== DO THIS ==
Rewrite only the stretch from the line containing "find green shrub" through the line containing "top-left (395, 143), bottom-right (427, 152)", swapping "shrub" for "bush" and keeping everything else the same.
-- begin --
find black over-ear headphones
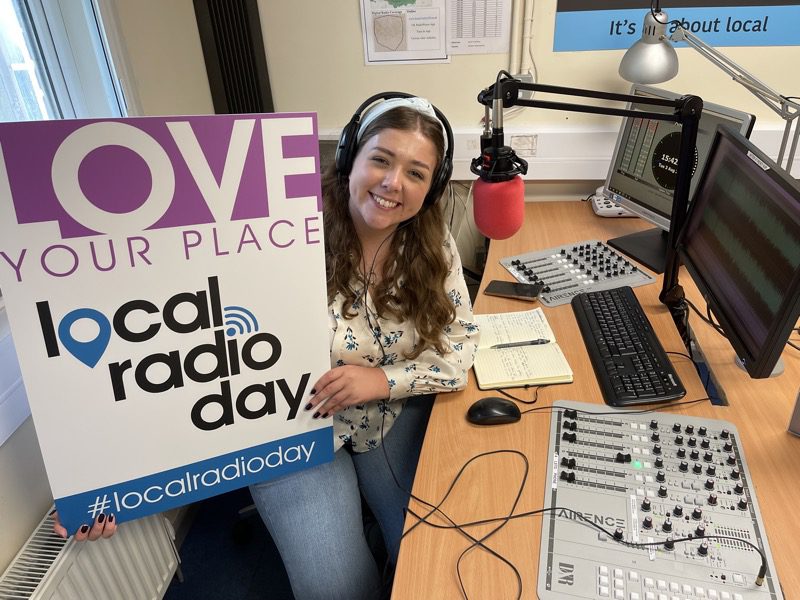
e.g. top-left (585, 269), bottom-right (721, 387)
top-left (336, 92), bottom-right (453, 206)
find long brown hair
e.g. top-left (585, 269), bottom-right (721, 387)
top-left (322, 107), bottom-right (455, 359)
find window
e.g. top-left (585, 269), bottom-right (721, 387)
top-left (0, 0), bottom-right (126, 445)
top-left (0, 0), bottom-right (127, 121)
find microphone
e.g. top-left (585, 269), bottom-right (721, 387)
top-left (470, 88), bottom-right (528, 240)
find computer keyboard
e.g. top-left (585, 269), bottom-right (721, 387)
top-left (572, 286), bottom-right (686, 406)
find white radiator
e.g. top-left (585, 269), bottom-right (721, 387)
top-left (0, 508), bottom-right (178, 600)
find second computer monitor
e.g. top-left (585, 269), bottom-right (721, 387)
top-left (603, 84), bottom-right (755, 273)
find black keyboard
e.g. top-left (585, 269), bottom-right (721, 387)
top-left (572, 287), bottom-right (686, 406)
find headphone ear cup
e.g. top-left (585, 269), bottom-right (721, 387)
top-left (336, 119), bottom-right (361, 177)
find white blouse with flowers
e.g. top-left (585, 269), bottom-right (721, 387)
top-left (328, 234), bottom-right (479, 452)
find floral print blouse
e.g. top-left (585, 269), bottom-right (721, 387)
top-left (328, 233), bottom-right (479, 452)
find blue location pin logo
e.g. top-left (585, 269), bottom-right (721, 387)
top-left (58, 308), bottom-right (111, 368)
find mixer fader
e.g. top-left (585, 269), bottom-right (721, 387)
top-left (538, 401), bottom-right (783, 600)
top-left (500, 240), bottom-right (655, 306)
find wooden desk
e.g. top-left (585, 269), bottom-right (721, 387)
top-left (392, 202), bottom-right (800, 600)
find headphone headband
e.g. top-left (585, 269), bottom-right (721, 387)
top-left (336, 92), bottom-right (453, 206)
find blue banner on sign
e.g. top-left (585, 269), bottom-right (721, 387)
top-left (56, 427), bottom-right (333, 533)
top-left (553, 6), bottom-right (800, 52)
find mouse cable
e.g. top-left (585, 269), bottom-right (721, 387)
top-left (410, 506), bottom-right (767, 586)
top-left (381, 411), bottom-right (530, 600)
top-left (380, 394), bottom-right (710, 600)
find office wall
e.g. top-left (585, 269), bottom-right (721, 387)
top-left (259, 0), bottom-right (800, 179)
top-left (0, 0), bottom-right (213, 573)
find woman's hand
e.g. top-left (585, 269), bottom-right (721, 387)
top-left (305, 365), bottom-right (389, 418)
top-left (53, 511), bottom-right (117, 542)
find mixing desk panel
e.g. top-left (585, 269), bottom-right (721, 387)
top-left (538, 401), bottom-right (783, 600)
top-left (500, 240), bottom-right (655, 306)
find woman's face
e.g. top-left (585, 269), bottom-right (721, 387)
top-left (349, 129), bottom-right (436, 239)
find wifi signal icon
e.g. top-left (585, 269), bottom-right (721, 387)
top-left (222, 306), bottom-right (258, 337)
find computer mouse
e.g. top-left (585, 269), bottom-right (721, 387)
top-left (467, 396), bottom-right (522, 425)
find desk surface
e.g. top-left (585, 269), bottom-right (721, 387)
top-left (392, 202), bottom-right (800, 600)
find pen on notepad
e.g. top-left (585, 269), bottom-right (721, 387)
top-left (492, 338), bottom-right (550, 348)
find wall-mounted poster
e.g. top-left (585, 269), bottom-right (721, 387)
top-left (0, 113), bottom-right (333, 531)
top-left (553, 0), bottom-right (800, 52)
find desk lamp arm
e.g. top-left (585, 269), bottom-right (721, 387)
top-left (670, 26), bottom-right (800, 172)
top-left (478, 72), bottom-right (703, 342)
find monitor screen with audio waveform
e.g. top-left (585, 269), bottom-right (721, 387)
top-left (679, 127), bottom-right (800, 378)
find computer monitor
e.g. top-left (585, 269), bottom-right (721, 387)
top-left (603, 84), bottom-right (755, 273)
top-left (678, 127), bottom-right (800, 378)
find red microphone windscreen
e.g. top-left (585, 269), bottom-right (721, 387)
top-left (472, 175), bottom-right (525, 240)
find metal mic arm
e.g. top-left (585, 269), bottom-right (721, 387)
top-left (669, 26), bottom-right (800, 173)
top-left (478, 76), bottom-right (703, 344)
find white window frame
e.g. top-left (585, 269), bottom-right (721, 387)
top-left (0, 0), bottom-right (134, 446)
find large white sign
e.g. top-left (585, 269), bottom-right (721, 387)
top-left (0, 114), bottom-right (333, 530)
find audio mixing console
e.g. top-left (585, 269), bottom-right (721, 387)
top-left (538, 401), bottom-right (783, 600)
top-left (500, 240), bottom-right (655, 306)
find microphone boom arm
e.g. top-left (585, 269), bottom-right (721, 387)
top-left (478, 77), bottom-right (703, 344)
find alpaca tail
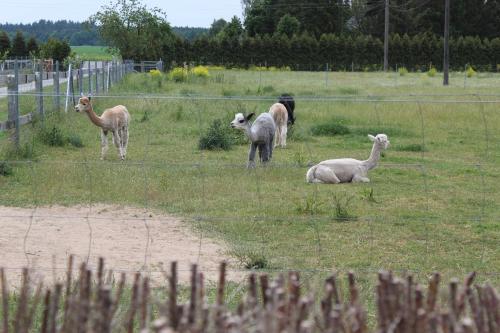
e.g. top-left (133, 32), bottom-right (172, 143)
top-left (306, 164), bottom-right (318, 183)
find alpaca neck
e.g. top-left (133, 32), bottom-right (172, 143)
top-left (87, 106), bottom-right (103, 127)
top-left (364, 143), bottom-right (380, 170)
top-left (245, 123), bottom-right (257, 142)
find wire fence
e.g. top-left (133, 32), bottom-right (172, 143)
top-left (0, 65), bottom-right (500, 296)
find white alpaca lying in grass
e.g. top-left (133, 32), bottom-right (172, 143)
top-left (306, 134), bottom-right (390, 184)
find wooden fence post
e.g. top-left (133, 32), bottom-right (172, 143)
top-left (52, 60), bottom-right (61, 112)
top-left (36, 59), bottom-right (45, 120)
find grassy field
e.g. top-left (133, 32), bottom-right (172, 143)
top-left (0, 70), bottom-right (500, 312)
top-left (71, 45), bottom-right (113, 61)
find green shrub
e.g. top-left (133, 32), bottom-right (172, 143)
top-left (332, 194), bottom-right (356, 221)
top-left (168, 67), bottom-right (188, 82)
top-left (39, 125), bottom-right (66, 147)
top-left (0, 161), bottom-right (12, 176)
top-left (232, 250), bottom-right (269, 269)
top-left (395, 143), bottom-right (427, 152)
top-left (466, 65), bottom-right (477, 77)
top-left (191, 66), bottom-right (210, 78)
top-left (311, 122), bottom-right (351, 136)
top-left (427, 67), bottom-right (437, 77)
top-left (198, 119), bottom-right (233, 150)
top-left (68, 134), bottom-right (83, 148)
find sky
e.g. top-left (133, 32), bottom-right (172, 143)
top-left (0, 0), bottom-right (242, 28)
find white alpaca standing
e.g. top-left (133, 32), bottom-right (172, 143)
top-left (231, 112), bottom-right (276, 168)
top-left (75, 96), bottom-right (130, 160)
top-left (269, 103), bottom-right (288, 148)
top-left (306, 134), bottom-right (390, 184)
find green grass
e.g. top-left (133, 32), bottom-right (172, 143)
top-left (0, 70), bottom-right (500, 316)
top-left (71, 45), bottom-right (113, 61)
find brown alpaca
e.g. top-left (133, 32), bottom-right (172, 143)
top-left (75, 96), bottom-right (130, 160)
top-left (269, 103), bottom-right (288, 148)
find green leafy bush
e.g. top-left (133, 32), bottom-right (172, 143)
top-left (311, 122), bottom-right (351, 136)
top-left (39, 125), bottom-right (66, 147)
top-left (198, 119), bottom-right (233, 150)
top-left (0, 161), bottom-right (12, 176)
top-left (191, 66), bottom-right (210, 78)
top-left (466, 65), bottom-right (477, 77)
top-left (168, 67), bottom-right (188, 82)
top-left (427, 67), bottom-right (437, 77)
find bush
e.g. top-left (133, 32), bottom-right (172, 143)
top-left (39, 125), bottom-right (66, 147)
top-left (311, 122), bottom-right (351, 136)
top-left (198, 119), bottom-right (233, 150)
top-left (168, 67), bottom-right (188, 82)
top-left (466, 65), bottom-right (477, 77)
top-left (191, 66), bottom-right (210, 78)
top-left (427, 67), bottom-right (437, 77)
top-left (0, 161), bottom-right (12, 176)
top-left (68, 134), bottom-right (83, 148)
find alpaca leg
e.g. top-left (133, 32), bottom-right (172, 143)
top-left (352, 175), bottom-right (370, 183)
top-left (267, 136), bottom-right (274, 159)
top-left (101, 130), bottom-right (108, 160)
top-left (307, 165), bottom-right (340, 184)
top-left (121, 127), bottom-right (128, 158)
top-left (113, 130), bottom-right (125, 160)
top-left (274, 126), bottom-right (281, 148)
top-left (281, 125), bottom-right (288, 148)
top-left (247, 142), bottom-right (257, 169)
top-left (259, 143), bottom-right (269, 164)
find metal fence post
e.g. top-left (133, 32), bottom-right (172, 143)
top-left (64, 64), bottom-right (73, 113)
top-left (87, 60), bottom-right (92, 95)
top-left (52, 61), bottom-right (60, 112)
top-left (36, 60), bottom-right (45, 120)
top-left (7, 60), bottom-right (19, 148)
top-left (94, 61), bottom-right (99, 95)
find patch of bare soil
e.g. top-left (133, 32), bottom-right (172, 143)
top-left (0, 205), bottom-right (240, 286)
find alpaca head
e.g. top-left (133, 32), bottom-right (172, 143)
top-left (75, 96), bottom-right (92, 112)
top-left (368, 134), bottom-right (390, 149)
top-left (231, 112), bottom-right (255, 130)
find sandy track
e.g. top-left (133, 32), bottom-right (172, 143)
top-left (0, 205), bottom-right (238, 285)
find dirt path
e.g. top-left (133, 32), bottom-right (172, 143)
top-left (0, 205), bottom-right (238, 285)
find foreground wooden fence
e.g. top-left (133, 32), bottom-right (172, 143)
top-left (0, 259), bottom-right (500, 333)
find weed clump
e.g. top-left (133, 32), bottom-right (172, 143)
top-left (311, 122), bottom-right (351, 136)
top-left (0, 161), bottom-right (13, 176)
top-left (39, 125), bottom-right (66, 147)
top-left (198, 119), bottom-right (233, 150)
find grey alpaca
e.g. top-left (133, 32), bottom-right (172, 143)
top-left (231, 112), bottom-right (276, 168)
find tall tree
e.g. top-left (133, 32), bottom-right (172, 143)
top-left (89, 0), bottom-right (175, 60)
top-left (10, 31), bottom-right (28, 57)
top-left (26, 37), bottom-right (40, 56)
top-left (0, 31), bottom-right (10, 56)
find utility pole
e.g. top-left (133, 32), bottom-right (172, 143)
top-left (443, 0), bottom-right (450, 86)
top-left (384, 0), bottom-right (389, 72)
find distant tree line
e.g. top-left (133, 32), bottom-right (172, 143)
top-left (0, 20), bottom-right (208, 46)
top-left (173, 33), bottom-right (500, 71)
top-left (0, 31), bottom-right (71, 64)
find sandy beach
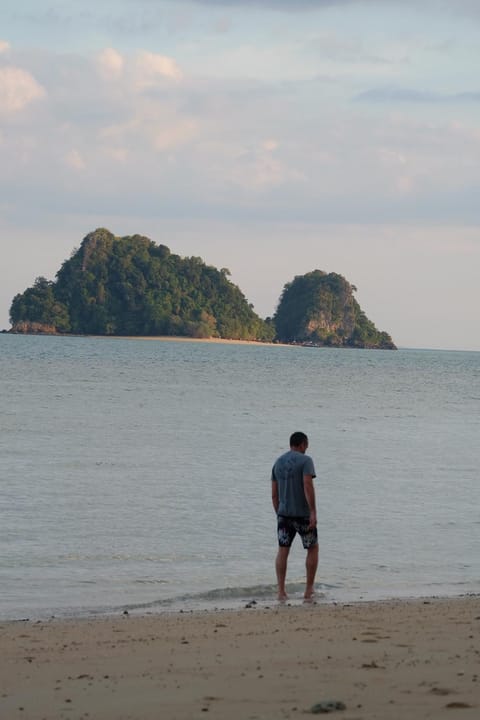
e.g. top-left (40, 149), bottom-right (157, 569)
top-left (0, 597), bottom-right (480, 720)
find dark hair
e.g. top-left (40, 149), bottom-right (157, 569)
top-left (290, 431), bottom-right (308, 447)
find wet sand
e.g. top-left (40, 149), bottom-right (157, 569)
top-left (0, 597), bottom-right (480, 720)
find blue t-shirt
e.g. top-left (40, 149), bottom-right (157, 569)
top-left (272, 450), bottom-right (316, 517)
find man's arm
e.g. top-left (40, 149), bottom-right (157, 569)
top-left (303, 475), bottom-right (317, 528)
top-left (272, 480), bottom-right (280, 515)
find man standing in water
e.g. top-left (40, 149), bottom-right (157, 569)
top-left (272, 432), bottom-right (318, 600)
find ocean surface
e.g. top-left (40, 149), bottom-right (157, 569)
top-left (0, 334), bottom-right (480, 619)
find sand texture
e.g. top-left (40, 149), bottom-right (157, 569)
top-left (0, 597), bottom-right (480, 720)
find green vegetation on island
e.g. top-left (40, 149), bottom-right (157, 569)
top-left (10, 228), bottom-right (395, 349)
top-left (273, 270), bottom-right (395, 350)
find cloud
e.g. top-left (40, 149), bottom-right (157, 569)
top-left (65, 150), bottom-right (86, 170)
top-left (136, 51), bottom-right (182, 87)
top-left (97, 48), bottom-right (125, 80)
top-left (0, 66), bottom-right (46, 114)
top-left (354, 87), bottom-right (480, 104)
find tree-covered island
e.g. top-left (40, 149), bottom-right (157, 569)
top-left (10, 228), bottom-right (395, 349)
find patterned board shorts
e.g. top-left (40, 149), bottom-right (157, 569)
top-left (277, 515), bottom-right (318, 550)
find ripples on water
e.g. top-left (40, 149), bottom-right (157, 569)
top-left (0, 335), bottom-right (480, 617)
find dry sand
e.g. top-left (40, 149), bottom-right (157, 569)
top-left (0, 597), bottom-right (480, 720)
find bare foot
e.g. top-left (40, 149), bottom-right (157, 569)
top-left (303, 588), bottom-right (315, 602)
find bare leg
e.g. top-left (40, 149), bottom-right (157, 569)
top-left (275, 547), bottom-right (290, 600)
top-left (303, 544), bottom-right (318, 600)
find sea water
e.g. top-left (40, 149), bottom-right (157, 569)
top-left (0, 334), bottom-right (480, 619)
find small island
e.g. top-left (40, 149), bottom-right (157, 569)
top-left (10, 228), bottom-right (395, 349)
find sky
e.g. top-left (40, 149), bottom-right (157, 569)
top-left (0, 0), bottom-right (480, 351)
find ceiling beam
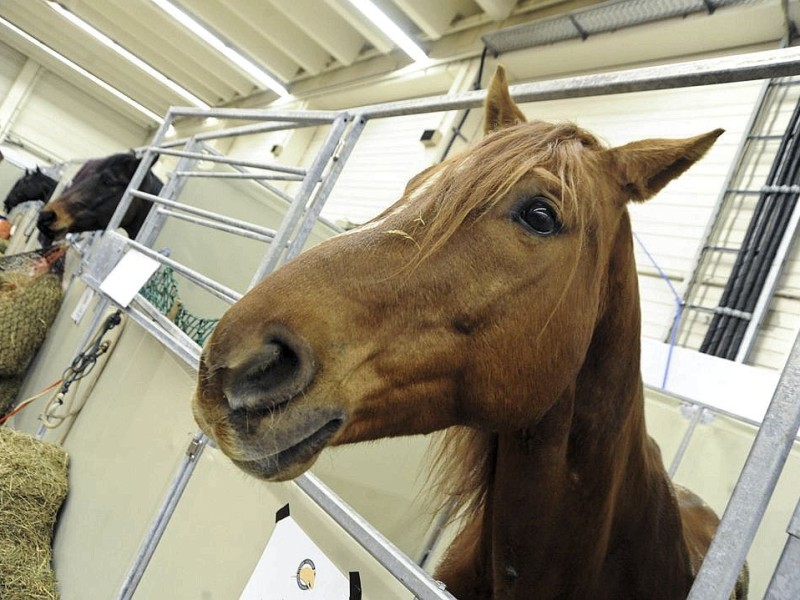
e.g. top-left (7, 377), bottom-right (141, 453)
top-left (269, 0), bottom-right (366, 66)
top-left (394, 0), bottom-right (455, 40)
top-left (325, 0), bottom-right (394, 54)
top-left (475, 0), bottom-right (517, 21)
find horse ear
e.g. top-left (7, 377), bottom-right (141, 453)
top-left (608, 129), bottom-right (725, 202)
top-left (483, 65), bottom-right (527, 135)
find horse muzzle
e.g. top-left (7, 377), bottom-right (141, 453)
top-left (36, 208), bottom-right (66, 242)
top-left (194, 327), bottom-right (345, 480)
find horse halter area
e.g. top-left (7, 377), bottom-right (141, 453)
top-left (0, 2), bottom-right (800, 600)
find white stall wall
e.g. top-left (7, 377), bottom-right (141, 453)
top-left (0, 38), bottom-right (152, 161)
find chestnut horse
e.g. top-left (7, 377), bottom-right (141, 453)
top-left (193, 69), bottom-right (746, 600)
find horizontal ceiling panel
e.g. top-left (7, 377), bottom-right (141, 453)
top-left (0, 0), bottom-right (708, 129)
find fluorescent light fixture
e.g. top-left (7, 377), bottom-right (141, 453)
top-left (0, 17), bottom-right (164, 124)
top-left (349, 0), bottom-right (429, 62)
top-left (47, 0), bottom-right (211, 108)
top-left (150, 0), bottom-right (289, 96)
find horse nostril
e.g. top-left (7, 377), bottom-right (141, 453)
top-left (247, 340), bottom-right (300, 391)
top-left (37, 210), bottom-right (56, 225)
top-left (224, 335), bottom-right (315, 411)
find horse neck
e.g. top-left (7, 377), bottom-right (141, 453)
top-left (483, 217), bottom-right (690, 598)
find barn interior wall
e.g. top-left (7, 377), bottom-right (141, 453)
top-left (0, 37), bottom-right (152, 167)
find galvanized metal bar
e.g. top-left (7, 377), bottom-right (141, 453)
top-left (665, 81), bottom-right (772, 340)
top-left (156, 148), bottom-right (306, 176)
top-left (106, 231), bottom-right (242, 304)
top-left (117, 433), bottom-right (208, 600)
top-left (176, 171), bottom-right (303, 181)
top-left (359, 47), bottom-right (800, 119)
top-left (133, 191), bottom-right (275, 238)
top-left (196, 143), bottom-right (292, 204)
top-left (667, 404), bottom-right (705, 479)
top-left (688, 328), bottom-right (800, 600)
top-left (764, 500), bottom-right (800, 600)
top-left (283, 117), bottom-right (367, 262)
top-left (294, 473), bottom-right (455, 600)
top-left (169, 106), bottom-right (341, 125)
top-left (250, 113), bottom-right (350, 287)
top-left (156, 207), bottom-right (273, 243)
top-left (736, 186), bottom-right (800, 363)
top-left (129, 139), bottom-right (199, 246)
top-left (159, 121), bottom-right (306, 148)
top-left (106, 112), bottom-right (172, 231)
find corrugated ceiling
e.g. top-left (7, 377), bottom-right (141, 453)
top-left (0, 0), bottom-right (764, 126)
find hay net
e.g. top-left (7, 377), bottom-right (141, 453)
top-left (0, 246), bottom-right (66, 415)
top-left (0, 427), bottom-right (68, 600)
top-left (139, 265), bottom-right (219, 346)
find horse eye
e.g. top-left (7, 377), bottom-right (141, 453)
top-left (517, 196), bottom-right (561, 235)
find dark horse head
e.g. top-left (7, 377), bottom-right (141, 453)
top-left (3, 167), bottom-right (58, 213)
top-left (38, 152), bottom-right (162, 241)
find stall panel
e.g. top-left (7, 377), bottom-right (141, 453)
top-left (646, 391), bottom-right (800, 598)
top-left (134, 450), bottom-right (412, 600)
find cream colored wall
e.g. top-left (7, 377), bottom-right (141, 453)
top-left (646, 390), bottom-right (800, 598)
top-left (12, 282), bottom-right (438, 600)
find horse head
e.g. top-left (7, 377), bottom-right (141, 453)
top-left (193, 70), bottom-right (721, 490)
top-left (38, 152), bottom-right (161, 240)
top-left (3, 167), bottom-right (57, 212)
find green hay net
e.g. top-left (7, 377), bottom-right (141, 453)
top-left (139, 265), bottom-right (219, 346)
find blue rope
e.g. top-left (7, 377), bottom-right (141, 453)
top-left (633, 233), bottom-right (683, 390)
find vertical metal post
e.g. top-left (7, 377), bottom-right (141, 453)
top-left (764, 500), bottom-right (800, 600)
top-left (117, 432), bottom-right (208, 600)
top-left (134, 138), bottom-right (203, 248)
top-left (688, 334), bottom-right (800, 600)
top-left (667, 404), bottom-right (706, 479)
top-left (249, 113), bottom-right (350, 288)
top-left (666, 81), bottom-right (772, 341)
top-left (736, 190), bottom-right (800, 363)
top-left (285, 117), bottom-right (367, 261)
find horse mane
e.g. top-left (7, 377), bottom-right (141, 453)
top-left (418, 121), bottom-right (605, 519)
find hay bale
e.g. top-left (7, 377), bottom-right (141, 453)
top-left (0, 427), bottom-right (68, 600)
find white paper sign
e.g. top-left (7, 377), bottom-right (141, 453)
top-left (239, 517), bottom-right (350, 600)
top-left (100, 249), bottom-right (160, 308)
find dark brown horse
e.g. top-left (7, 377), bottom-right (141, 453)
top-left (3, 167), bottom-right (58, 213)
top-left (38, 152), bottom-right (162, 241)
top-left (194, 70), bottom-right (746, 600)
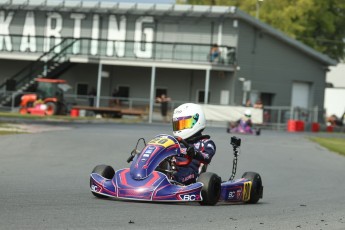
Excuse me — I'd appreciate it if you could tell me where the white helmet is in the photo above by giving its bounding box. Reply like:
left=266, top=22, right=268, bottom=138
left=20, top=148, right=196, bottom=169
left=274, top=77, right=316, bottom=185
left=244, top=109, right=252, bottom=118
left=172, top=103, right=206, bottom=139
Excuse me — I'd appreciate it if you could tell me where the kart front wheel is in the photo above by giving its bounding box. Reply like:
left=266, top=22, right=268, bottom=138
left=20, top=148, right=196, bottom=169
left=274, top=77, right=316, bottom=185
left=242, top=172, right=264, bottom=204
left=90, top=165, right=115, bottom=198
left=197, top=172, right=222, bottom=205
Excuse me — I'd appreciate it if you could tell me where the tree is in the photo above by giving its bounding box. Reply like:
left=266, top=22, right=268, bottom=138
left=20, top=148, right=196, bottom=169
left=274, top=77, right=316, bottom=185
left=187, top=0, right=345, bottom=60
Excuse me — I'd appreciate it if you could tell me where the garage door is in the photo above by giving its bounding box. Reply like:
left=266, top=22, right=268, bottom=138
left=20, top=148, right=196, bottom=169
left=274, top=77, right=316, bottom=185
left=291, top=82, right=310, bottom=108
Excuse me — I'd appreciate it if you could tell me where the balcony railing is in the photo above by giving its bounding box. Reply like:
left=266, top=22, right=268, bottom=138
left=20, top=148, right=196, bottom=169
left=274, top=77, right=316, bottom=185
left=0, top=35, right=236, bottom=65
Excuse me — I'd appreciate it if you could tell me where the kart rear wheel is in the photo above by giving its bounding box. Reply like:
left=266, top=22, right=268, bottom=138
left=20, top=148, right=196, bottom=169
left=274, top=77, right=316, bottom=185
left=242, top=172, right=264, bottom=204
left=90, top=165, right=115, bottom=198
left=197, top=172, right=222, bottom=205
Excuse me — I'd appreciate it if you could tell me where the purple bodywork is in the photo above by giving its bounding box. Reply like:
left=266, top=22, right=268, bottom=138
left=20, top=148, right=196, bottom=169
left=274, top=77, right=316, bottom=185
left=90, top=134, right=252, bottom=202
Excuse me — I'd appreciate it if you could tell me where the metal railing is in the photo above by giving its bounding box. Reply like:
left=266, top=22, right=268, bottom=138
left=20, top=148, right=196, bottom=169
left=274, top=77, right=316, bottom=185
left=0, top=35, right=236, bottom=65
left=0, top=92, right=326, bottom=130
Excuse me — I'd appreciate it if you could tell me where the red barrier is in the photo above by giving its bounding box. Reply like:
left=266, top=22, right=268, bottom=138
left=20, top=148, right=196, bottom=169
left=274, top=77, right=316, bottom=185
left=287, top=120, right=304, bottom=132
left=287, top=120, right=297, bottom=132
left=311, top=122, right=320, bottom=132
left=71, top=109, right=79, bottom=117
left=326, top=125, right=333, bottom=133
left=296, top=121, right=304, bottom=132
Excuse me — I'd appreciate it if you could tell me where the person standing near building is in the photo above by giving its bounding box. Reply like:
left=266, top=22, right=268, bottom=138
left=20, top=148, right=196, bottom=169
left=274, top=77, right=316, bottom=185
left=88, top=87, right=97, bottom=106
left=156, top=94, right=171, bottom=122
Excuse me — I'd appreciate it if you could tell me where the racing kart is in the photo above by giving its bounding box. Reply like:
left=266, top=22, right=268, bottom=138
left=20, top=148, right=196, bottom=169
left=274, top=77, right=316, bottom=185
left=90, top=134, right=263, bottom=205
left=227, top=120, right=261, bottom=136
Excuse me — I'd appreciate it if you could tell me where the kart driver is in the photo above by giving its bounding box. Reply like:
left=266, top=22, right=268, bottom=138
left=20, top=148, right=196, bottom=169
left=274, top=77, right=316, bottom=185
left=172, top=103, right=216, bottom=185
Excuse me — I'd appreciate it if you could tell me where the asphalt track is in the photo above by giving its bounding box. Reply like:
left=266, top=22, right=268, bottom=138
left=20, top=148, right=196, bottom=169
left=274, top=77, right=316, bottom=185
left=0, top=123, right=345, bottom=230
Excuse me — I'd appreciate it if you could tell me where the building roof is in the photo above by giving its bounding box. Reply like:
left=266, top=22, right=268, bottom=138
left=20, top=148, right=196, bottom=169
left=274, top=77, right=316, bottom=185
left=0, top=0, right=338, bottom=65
-- end --
== RESULT ==
find green bush
e.g. top-left (133, 32), bottom-right (172, 143)
top-left (332, 194), bottom-right (356, 221)
top-left (168, 67), bottom-right (188, 82)
top-left (39, 125), bottom-right (66, 147)
top-left (0, 161), bottom-right (12, 176)
top-left (232, 250), bottom-right (269, 269)
top-left (395, 143), bottom-right (427, 152)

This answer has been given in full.